■ O QUE FAZER
Extraia dos dados todas as linhas que contêm a palavra "wooden", diferenciando maiúsculas de minúsculas.

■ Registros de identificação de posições
----
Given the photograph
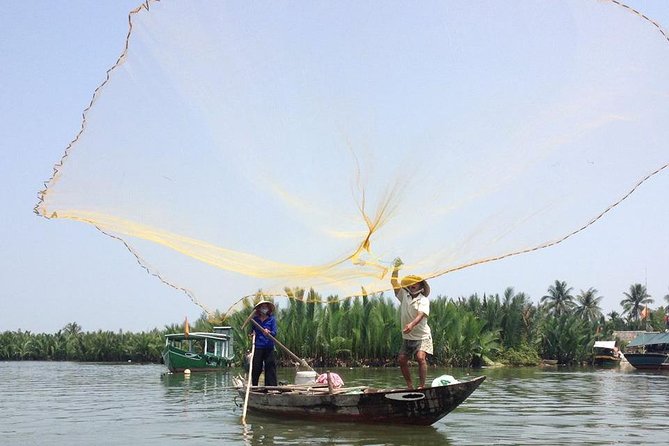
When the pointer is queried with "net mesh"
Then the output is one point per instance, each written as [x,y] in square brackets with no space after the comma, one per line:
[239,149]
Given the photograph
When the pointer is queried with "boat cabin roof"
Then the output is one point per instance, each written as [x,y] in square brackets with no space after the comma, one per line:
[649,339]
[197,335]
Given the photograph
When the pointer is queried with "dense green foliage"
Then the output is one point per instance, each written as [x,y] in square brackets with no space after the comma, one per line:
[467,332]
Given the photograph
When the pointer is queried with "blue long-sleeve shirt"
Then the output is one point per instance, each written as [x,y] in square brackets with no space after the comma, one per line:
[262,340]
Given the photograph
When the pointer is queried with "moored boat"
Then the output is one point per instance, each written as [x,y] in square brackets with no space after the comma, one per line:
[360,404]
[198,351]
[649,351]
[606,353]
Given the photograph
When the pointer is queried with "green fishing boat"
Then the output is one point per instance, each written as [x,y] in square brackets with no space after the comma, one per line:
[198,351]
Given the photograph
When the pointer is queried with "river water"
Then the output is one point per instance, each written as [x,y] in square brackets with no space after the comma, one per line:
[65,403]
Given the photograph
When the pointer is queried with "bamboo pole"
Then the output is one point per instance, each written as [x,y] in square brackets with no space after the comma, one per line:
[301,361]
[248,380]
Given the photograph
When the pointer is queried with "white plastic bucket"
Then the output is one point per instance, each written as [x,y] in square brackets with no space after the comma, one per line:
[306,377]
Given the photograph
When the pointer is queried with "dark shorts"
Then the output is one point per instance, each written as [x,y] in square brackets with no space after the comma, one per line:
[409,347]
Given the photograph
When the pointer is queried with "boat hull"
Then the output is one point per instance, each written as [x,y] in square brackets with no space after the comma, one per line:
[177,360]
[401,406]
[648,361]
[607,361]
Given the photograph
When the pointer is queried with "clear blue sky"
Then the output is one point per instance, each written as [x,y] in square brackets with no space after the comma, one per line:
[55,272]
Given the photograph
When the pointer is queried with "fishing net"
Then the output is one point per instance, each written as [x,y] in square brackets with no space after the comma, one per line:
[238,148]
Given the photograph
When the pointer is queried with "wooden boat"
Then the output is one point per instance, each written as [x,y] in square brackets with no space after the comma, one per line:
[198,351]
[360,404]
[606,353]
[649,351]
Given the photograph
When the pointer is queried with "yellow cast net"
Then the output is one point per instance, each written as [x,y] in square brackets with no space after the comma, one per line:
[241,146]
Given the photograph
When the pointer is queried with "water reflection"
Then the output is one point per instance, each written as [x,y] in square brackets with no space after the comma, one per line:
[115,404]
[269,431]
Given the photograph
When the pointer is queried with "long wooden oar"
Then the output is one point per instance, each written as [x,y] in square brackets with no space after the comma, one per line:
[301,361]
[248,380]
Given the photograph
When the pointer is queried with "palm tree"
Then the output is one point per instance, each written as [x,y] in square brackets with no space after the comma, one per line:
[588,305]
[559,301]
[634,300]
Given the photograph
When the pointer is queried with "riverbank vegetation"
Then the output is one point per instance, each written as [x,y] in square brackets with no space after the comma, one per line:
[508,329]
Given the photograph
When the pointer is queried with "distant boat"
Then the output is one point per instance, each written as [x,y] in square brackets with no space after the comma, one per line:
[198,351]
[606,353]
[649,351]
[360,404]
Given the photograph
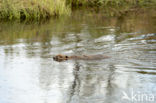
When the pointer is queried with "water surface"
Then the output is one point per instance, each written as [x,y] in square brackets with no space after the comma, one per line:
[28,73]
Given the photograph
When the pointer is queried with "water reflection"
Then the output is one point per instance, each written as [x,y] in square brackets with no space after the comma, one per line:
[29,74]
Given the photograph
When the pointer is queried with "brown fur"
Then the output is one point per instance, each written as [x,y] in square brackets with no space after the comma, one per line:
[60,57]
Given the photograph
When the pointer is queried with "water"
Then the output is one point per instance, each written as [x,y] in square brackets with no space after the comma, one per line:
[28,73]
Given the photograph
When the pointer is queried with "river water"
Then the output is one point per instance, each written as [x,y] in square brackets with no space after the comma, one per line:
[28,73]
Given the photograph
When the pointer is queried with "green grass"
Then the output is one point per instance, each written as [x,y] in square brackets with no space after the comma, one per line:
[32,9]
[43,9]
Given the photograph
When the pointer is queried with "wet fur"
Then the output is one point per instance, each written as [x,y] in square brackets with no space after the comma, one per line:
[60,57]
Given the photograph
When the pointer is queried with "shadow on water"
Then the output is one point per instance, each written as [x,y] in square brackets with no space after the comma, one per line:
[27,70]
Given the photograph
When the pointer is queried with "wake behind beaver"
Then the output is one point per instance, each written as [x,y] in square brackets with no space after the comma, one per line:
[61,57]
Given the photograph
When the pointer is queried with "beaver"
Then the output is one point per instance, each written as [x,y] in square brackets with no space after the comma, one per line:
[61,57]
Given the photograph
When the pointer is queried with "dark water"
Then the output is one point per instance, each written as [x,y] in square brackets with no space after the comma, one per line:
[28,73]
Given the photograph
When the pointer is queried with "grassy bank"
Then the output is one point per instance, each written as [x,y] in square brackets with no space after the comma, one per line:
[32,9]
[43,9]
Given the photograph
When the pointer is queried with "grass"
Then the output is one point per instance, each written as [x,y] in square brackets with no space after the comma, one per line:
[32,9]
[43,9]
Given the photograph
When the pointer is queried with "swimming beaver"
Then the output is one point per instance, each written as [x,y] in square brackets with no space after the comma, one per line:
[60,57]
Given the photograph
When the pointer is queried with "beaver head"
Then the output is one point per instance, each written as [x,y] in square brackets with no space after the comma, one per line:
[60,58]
----
■ RESULTADO ABAIXO
When the pointer is queried with "wooden boat"
When the pointer is queried with "long wooden oar"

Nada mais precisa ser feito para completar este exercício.